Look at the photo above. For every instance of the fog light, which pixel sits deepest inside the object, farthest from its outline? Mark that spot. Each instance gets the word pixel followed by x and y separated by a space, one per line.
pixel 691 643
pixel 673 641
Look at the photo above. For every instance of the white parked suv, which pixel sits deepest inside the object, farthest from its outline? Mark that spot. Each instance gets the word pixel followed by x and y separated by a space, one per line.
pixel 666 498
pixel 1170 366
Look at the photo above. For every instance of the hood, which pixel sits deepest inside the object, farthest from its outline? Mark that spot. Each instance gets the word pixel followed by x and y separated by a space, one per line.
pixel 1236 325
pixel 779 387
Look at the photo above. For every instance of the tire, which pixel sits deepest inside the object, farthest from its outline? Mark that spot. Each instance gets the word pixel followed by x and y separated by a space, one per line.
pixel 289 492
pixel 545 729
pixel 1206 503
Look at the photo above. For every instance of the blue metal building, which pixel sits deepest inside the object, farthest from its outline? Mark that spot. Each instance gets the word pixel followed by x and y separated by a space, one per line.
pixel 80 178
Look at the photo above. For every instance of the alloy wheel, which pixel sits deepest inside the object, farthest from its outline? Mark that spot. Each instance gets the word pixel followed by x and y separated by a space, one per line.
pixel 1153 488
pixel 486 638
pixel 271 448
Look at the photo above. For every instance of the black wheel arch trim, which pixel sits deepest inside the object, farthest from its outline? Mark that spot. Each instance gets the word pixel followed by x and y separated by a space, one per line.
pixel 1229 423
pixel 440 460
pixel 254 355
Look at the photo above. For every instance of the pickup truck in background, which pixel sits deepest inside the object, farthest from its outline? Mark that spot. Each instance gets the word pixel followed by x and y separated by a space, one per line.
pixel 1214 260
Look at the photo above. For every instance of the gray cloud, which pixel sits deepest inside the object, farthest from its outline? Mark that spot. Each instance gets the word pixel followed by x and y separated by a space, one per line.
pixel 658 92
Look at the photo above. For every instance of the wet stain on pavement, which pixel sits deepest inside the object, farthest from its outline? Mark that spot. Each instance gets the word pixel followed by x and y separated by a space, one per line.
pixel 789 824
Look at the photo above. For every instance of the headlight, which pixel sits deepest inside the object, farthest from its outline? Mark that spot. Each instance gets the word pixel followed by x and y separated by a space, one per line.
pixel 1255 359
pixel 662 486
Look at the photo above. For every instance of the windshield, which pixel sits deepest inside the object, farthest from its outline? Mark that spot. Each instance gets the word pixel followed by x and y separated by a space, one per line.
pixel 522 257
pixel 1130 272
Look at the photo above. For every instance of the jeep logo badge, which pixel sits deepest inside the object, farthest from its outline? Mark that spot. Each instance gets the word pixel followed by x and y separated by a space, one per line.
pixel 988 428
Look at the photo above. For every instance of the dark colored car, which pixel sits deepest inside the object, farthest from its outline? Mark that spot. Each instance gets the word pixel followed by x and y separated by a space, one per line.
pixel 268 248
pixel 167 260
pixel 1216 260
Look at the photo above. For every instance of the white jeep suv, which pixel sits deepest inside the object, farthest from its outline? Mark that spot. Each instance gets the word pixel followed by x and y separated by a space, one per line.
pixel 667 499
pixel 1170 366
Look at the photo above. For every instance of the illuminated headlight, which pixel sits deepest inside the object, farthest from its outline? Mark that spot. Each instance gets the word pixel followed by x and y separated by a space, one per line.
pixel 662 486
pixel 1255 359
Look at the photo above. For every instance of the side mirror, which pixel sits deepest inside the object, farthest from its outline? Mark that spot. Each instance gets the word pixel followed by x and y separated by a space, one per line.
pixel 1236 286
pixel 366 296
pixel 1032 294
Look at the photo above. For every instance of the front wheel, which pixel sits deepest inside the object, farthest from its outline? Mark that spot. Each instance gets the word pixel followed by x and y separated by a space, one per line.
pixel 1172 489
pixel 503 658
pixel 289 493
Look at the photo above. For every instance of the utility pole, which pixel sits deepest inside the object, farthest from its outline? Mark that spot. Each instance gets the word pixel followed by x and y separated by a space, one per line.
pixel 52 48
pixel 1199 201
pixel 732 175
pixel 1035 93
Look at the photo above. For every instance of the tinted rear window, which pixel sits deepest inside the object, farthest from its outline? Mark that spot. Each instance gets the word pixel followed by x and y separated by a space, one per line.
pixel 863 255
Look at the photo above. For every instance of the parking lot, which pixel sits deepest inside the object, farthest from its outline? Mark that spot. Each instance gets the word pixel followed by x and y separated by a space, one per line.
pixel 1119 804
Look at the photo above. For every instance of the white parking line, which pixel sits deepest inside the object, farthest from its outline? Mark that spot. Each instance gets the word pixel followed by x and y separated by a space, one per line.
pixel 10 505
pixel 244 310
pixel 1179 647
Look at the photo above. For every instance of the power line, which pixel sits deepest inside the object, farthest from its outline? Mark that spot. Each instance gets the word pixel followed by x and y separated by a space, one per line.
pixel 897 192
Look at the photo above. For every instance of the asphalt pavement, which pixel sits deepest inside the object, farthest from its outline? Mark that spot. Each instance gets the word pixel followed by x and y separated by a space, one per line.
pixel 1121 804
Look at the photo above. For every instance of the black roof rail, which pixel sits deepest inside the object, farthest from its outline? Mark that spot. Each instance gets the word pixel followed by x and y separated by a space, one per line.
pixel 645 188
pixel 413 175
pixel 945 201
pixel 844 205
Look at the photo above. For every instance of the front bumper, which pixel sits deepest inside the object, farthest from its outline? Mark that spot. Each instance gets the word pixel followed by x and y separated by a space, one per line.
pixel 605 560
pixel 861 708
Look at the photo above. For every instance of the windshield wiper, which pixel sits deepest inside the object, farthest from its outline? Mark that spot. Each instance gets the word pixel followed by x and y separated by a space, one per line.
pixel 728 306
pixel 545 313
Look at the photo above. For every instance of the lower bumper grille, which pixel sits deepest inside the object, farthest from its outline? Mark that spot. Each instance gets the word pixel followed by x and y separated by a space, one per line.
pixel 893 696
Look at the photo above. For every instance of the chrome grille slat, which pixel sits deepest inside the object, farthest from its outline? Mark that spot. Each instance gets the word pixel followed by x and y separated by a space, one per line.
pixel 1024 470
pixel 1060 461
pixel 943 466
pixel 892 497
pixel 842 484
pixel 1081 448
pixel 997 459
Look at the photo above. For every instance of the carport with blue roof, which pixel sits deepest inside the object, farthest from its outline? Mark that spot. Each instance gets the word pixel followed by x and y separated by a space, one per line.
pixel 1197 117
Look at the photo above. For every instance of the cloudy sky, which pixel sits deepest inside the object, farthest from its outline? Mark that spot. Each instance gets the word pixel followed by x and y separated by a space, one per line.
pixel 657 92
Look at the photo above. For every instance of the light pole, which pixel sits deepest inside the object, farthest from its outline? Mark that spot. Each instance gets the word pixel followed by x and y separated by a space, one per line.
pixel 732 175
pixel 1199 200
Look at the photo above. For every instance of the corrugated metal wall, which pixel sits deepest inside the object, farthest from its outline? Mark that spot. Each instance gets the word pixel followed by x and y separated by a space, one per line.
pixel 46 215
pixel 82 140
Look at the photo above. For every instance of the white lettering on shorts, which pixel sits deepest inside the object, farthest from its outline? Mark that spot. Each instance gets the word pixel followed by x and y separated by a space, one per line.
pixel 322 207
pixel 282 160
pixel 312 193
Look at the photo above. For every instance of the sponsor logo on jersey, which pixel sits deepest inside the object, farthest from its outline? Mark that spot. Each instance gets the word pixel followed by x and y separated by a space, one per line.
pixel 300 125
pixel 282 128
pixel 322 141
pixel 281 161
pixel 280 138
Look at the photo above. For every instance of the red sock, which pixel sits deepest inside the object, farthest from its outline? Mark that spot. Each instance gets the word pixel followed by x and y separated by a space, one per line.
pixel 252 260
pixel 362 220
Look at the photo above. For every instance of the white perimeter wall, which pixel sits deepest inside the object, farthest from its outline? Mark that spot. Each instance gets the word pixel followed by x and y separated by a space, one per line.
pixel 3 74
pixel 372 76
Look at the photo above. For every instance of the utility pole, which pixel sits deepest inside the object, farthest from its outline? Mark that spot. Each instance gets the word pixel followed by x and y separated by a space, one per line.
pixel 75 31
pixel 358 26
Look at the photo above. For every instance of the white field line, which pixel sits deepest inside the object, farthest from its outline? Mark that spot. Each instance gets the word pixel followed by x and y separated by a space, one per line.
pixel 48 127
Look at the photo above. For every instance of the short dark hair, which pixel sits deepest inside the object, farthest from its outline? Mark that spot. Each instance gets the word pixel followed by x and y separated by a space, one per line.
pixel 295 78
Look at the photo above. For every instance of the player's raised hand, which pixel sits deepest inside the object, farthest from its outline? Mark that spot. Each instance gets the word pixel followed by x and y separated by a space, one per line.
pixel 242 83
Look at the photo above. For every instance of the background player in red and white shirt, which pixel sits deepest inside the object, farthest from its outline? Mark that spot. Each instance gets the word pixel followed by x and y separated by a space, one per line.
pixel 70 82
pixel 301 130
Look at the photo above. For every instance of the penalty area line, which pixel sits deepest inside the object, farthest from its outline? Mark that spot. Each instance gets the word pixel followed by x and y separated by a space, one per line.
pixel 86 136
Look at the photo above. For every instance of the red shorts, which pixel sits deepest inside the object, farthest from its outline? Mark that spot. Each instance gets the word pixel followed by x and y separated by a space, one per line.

════════

* _Exercise instructions_
Reproduce everything from the row containing "the hood, which" down to the row containing "pixel 779 387", including both of those rows, and output only those rows.

* _Output for this task_
Look at the photo above. For every instance of the hood, which pixel sits deepest inside the object, farthest from its outline? Mark that spot. Each instance gets the word pixel followed by x and y separated by a space, one per line.
pixel 1236 325
pixel 779 387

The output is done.